**Aim:**
Reproduce the entries exactly.

**Input rows:**
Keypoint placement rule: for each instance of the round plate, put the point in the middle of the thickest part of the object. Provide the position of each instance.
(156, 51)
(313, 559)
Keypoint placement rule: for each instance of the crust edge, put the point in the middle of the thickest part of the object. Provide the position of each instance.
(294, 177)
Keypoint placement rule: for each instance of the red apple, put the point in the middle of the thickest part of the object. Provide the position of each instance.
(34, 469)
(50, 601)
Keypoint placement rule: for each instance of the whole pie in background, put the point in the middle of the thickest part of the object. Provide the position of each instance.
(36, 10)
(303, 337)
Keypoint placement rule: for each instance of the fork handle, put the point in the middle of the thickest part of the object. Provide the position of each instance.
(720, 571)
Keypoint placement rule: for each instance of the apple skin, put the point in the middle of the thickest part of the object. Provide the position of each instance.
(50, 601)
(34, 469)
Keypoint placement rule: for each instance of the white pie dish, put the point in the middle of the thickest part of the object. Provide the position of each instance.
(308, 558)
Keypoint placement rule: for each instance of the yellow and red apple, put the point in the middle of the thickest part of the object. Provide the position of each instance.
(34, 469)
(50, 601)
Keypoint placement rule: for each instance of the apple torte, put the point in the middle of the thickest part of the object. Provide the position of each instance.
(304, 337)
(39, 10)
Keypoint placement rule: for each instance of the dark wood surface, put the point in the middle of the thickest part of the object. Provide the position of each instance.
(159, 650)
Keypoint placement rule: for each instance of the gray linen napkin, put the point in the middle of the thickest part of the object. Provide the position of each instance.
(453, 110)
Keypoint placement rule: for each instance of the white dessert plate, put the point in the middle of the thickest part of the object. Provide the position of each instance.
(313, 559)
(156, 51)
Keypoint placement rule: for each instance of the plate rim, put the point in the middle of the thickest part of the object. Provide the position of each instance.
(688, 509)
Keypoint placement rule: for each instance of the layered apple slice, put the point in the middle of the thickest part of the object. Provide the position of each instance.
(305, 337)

**Response:**
Keypoint placement rule: for each instance of the round plate, put the point in the middle of the thickest part of the object. Provide the position of each instance.
(156, 51)
(313, 559)
Keypoint placement rule: for each instance of the crust edge, put the point in the middle of the thickest part of the object. Provide the position of each instance.
(294, 177)
Keypoint placement rule: for each instance of the red apple, put the point in the middle of the thickest part of the object. Provide the position of each instance.
(34, 469)
(50, 601)
Keypoint placement rule: for each instance of the whole pie in background, put the point in the middle of the thickest part of the object. Provide the position of each instance.
(36, 10)
(303, 337)
Keypoint placement rule: for each instance of the fork handle, put the point in the middle of the thickest part of the object. Provide the position of each instance.
(720, 571)
Keypoint placement rule: for each instance of the apple skin, put the point in the middle of the thickest part of the object. Provide the position of each instance.
(50, 601)
(34, 469)
Keypoint placement rule: for each instance of the white pie dish, put the point in the middle of the thickest part of the object. Provide the position of each instance.
(308, 558)
Keypoint placement rule: for each instance of the yellow and red apple, put the point in the middle of the thickest part of the object. Provide the position of each instance.
(34, 469)
(50, 601)
Keypoint placement rule: for each instance of the apple torte, put the point in the middle of the thickest part of the object. Provide the position of each instance.
(304, 337)
(39, 10)
Keypoint placement rule: for each instance of the dark wood surface, put the point in the middle of the thickest part of the object. Provide the position of each instance.
(159, 650)
Keypoint placement rule: for each instance of the gray linen napkin, put the point in the middle of the thickest part of the object. Provide the position of each instance.
(453, 110)
Keypoint placement rule: for each instance of the white dessert plate, put the point in the middle of the thickest part of the object. Provide the position of each instance.
(313, 559)
(156, 51)
Keypoint placement rule: for each instance of the plate rim, put the point in the middle of the thickest part of the object. Provide the position of each instance.
(688, 509)
Keypoint placement rule: for each instance of the layered apple slice, put the point in the middle of the thickest part of the object. Provide the position of each instance.
(305, 337)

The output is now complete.